BEGIN Passage provided

You tell me what this part of the conversation was about, if not the current quality of the england team? Note your use of the present tense I've highlighted in bold.

Fuck me you are petty - you can selectively quote all you like, but the debate on this thread and the one that preceded it has been about the qualities and achievements of different national teams.



yeah, it's a really outdated cliche. The Dutch leagues produce considerably fewer great younger players than the Premier League does.

Bullshit it is outdated. The Dutch league produces a huge amount of talent - again, perhaps you should look at the squad list of your local team - and what is more, the Dutch do this from a population of fifteen million not sixty million.

I'm saying it's a relatively insignificant factor in the development of most professional footballers.

Technique is irrelevant. Spoken like a true Englishman.

Christ, it's not hard. Not being the best in the world, doesn't make you underachievers, it just makes you mediocre

But we're back to square one, aren't we? Vast population, favourable economic conditions, strongest league system in the world, one of the two contenders for strongest top flights, and football is the dominant sport - yet not only are you not the best in the world, you don't even come close. That is mediocre. You are still yet to put across anything that would prove or even suggest otherwise.

It's like you're having a conversation with yourself. All of the 23 england players in South Africa were developed by English club academies. You keep saying at the elite level England has caught up, well that's where all these players are from - the elite level. What does the grassroots have to do with them?

END Passage provided
BEGIN Data listing

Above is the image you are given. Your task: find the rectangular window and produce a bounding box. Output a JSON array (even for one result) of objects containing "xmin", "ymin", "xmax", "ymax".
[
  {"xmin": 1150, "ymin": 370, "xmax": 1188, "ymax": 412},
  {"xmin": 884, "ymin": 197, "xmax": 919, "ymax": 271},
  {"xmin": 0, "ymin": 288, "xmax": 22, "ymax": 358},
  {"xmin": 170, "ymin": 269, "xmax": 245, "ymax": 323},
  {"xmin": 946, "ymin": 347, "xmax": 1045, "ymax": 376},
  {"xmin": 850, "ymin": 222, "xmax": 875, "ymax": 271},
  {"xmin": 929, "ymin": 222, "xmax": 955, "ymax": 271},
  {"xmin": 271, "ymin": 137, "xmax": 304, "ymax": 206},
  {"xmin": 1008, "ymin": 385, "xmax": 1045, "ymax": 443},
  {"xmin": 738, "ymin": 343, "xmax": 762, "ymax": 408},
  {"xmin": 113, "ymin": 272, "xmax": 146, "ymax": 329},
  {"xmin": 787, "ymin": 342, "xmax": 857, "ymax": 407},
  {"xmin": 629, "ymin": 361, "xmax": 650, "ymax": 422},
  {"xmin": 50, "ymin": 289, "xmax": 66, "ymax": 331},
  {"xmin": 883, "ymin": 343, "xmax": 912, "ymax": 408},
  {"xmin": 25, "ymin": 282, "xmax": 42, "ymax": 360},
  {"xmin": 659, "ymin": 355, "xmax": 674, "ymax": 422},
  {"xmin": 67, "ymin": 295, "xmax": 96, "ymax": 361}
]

END Data listing

Set down, word for word, the stretch of the football forum argument from "yeah, it's a" through "not sixty million.".

yeah, it's a really outdated cliche. The Dutch leagues produce considerably fewer great younger players than the Premier League does.

Bullshit it is outdated. The Dutch league produces a huge amount of talent - again, perhaps you should look at the squad list of your local team - and what is more, the Dutch do this from a population of fifteen million not sixty million.